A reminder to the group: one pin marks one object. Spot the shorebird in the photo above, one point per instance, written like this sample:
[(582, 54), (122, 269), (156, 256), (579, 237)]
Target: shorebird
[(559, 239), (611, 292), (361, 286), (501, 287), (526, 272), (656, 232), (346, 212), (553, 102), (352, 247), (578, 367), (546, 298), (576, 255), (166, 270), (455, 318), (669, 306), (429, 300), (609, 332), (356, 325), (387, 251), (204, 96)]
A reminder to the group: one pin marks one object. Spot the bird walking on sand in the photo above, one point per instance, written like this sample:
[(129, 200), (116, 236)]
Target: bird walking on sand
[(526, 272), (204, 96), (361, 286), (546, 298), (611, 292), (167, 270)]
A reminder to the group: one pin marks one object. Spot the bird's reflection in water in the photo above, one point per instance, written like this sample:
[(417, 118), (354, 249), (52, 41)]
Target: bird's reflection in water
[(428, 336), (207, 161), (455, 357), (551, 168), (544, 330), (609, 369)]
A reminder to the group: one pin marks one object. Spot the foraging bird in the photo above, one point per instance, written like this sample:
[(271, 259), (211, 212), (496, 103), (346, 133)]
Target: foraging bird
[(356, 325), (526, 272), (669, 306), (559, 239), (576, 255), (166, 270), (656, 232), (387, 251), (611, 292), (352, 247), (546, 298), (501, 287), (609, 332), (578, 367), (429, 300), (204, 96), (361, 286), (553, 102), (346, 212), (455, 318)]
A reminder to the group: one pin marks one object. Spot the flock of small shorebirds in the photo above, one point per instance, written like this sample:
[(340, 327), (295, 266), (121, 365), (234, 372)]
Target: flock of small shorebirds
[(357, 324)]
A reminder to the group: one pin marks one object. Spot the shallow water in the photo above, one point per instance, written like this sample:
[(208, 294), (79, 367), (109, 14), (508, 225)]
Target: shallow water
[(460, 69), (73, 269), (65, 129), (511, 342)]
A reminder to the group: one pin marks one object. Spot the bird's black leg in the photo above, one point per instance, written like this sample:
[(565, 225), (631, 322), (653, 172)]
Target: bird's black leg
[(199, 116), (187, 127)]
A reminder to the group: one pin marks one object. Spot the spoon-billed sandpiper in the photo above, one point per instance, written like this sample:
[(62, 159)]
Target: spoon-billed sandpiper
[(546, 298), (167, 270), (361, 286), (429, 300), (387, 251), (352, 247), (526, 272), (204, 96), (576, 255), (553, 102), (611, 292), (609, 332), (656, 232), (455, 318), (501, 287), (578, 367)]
┄┄┄┄┄┄┄┄┄┄
- Exercise aim: Turn the lines into a numbered list, starting with the line that contains "Spot the shallow" and going on through the last line of the rows above. Leave out any blank lines.

- Full output:
1. A reminder to the group: one pin marks one object. Spot the shallow water in the photo above, one point per instance, written like this sample:
2. [(208, 294), (79, 367), (109, 14), (508, 225)]
3. Target: shallow water
4. [(460, 69), (73, 269), (65, 129), (511, 342)]
5. A reminder to the group: one pin marks one object. Spot the bird's black leg in the photo above, one point per instance, written like this sample:
6. [(565, 225), (631, 322), (653, 172)]
7. Target: bird's black leg
8. [(199, 116), (187, 127)]
9. A reminder to the group: one pin marks one object. Spot the spoon-billed sandpiper in the photo above, one point per instance, written like this sample:
10. [(62, 159)]
11. Target: spoon-billed sandpiper
12. [(546, 298), (167, 270), (361, 286), (429, 300), (387, 251), (352, 247), (526, 272), (204, 96), (576, 255), (553, 102), (611, 292), (609, 332), (656, 232), (455, 318), (501, 287), (578, 367)]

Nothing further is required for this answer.